_PROBLEM DETAILS_. Every entry below should be reproduced exactly, with all pictures left out.

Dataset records
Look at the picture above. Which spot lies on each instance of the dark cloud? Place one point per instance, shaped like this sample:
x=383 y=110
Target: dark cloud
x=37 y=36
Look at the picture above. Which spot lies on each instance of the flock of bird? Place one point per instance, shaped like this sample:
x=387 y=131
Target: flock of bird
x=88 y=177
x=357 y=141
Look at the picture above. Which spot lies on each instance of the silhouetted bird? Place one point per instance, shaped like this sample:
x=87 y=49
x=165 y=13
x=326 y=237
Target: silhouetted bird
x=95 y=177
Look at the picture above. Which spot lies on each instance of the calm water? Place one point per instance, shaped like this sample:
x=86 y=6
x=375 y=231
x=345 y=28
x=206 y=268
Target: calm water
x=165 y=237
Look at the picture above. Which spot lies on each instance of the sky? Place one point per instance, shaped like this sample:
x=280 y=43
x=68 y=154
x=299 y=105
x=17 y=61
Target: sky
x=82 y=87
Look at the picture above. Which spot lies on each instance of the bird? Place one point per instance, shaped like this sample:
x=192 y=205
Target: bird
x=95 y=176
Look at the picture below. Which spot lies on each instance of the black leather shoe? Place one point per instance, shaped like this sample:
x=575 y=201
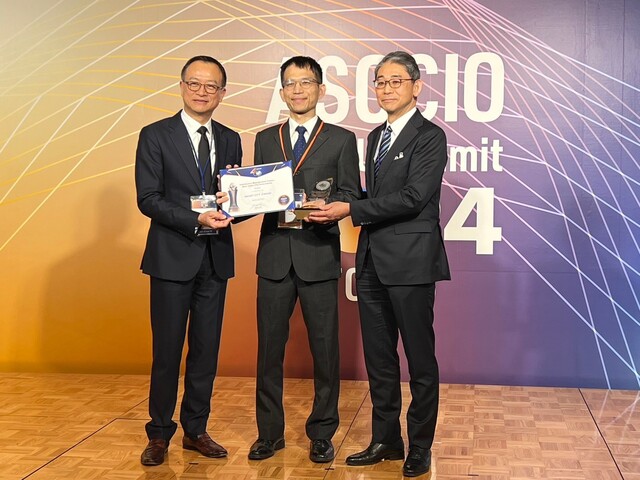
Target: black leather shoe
x=321 y=451
x=418 y=462
x=154 y=452
x=377 y=452
x=205 y=445
x=262 y=448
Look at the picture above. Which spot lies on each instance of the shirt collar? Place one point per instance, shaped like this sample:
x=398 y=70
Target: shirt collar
x=309 y=125
x=193 y=125
x=401 y=122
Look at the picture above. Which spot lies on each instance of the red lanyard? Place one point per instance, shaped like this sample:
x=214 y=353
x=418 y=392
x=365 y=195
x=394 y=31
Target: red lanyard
x=309 y=145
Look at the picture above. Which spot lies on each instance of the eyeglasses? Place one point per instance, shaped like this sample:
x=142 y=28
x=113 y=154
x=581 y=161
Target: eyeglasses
x=393 y=83
x=208 y=87
x=305 y=83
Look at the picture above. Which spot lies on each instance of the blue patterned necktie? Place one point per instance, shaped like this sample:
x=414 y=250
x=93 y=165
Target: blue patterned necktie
x=301 y=144
x=204 y=154
x=382 y=151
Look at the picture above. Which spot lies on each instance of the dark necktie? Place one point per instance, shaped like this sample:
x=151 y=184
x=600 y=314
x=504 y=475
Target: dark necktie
x=301 y=144
x=204 y=155
x=382 y=151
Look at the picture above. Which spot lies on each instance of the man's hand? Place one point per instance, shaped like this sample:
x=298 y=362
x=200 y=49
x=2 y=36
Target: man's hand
x=214 y=219
x=227 y=168
x=222 y=197
x=332 y=212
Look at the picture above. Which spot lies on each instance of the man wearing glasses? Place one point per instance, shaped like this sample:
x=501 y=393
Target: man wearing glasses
x=188 y=256
x=400 y=256
x=300 y=260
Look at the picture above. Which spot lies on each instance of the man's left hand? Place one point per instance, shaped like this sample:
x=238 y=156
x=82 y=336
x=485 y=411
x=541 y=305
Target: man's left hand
x=329 y=213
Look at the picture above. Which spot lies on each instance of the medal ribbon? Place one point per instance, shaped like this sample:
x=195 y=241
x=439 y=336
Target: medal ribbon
x=309 y=145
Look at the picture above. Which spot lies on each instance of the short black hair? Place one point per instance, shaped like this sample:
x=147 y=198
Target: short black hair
x=206 y=59
x=302 y=62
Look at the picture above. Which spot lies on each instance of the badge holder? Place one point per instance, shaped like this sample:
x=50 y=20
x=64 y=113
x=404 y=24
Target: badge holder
x=201 y=204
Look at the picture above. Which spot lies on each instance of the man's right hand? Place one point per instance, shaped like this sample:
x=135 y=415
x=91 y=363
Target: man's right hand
x=214 y=219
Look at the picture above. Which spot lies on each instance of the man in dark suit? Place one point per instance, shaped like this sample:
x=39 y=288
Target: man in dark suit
x=302 y=263
x=188 y=256
x=400 y=256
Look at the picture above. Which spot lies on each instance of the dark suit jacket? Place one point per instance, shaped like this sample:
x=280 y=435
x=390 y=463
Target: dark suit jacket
x=400 y=218
x=166 y=176
x=314 y=251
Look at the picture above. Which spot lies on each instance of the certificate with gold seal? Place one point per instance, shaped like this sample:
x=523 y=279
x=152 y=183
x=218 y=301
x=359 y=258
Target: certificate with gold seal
x=257 y=189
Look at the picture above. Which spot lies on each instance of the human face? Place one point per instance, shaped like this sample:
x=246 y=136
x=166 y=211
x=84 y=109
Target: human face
x=301 y=102
x=397 y=101
x=200 y=105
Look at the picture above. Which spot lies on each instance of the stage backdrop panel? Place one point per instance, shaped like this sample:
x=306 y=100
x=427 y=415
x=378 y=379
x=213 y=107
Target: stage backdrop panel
x=540 y=207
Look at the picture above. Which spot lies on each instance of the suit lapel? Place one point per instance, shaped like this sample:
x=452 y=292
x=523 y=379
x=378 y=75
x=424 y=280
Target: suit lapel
x=180 y=138
x=286 y=140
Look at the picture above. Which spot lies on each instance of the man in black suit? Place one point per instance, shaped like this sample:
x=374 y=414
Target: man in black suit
x=400 y=256
x=302 y=263
x=188 y=256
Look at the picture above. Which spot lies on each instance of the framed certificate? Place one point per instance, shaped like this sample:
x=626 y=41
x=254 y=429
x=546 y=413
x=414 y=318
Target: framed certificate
x=258 y=189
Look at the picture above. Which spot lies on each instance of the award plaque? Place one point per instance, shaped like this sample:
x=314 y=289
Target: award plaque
x=321 y=190
x=318 y=197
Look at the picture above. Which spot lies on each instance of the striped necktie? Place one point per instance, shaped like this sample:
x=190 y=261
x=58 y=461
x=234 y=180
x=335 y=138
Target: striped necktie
x=301 y=144
x=382 y=151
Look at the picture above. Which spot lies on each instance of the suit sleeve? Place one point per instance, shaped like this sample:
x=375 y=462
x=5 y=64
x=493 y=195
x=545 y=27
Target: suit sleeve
x=424 y=177
x=348 y=181
x=152 y=199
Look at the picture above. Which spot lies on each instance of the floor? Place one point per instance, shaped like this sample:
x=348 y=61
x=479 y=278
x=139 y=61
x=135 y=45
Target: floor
x=59 y=426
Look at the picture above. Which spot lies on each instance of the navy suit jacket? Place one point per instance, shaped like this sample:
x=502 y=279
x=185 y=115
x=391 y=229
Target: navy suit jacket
x=400 y=216
x=166 y=177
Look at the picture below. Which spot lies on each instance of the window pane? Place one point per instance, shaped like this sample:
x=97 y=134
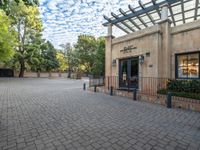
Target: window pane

_WRITTEN ANSWER_.
Look at the picture above. Which spot lies on each instance of the dark cloud? Place one point per instance, shaped like this sample:
x=383 y=110
Target: dark cloud
x=37 y=36
Look at the picture above. Which spot lies on each instance of the flock of bird? Place one point per instance, shaped like this sample:
x=387 y=131
Target: flock of bird
x=88 y=177
x=357 y=141
Look at the picture above. Which spot lies on each instance of the silhouetted bird? Place one point per instance, shaped like this sample:
x=87 y=49
x=165 y=13
x=326 y=237
Target: silhouetted bird
x=95 y=177
Look at the picture above. Which spot lies on each instance of the calm water? Place one point per instance, shaped like this sample:
x=86 y=6
x=375 y=231
x=345 y=28
x=206 y=268
Target: calm water
x=165 y=237
Look at the picture above. Which spot lies on each instance of the sky? Place one point per instance, shaped like this sample:
x=280 y=43
x=68 y=154
x=299 y=105
x=17 y=61
Target: sky
x=82 y=87
Look at the picture above. Which spot lies on each instance of the bird? Place one point per instance, shaped like this sample:
x=192 y=205
Target: bird
x=95 y=176
Look at the picture below. Which spot lies on each instance of the black leather shoe? Place one point per instance, shaped like this sample:
x=575 y=201
Target: black leather shoe
x=321 y=451
x=418 y=462
x=154 y=452
x=377 y=452
x=205 y=445
x=262 y=448
Look at the picture above. Which spot lies on each instance of the shirt collar? Place one point per instance, shaped like this sample:
x=398 y=70
Target: shirt collar
x=309 y=125
x=193 y=125
x=401 y=122
Look at the picture above. Which spot lies on each instance of the red lanyard? Place one point per instance, shaped like this sample:
x=214 y=353
x=418 y=392
x=365 y=195
x=394 y=31
Target: red lanyard
x=309 y=145
Look at the picture above. Which spot lies on each instance of the eyeglasses? Place one point per instance, shaped like this sample:
x=142 y=28
x=113 y=154
x=581 y=161
Target: eyeglasses
x=393 y=83
x=208 y=87
x=305 y=83
Look at the picture above. Which spot lies on each instance of the blue patterned necktie? Place one point per instance, shaped like this sample:
x=414 y=250
x=93 y=165
Target: blue patterned necktie
x=301 y=144
x=204 y=154
x=382 y=151
Look at the picture above. Which spot lies on each instance of the dark necktie? Place one point per instance, shaped like this sample:
x=151 y=184
x=600 y=314
x=504 y=475
Target: dark necktie
x=301 y=144
x=204 y=155
x=382 y=151
Look at the picture above. Which spot lies on each instance of the man's hand? Place one point per instance, shaped like this sample:
x=298 y=362
x=200 y=49
x=2 y=36
Target: man's hand
x=214 y=219
x=227 y=168
x=222 y=197
x=332 y=212
Look at the picture above. Which spot lies on each instance of the man wearing glasses? Place one point per instance, shaped like this sample:
x=501 y=393
Target: man wearing glasses
x=188 y=256
x=400 y=256
x=300 y=260
Look at the picture above. Which spot lies on each instance of the man's left hand? Place one point per instance, shaped like this sample:
x=238 y=156
x=82 y=336
x=485 y=411
x=541 y=305
Target: man's left hand
x=329 y=213
Look at the picture above. Which spot lies on each instance of the medal ribbon? Place one point per instance, shaped like this sample:
x=195 y=241
x=439 y=336
Target: medal ribbon
x=309 y=145
Look at the picture above. Which spot lies on each instance of the short black hair? Place one point per instance, shaped like this sample:
x=147 y=198
Target: short black hair
x=206 y=59
x=302 y=62
Look at the picture above. Which spot lies on each instance of the badge holder? Place one point per instance, shaped like this sample:
x=50 y=20
x=64 y=113
x=404 y=24
Target: badge holder
x=201 y=204
Look at the picture above. Which spot lies on each instance of the man's right hand? Place one point per instance, shaped like this sample:
x=135 y=415
x=91 y=363
Target: man's right hand
x=214 y=219
Look at the picture above. Which spot lies on each instance of the man in dark suit? Place one point per instance, shaped like this sample:
x=39 y=288
Target: man in dark suit
x=302 y=263
x=188 y=256
x=400 y=256
Look at the picture above. Which spot lies on each instance of the dark suit jacket? Place one point per instance, shaped like this sample:
x=280 y=435
x=390 y=463
Target: dark suit jacket
x=400 y=218
x=166 y=176
x=314 y=251
Look at the picture above. Which spot lies on each instance of the certificate with gold seal? Place one point per instance, shaped like this sample:
x=523 y=279
x=152 y=183
x=218 y=301
x=359 y=258
Target: certificate with gold seal
x=257 y=189
Look at the picture above. Which spot lies on each instance of the human face? Place one point per instance, shaped like this sample:
x=246 y=136
x=166 y=211
x=84 y=109
Target: human face
x=301 y=102
x=397 y=101
x=200 y=105
Look at the picture above. Which spot lies on each instance of the stage backdrop panel? Place one point per instance, shaped like this sample:
x=306 y=100
x=427 y=415
x=378 y=379
x=213 y=107
Target: stage backdrop panel
x=540 y=207
Look at the picture above. Which spot lies on each instance of the suit lapel? Place one point per instance, shaped like this sample:
x=452 y=292
x=523 y=379
x=378 y=75
x=424 y=280
Target: suit lapel
x=180 y=138
x=286 y=140
Look at the picture above. Which spot lies on each instance of the man in black suit? Place one point per instance, shaped like this sample:
x=374 y=414
Target: man in black suit
x=400 y=256
x=302 y=263
x=188 y=256
Look at the picture above. Which spot lies on each instance of the framed certificate? Place one point per instance, shaped like this sample:
x=626 y=41
x=254 y=429
x=546 y=413
x=414 y=318
Target: framed certificate
x=258 y=189
Look at the picture above. Which spot lies on each instance of the award plaque? Place one point per instance, shaped like this sample:
x=314 y=289
Target: award plaque
x=321 y=190
x=318 y=197
Look at the picture above. Which spot lies on each instance of the striped necktie? Place one point per instance, shaped like this sample:
x=190 y=261
x=58 y=461
x=234 y=180
x=335 y=138
Target: striped necktie
x=301 y=144
x=382 y=151
Look at the picture above. Which spot lies on each instance of the suit sleeve? Place one point per instance, shaped like this sample:
x=375 y=462
x=5 y=64
x=493 y=195
x=545 y=27
Target: suit sleeve
x=424 y=177
x=348 y=181
x=152 y=199
Look at the picture above. Which spot lies on each instance of the floor? Place one point per instance, shaped like this sample:
x=348 y=61
x=479 y=278
x=139 y=61
x=135 y=45
Target: floor
x=59 y=426
Look at the picture above. Which spot lies on each instance of the navy suit jacket? Place one point per instance, shaped like this sample:
x=502 y=279
x=185 y=115
x=391 y=229
Target: navy suit jacket
x=400 y=216
x=166 y=177
Look at the picture below. Which spot lies on each instance of the window pane? Place one point per instance, shaped like this sample:
x=97 y=134
Target: window pane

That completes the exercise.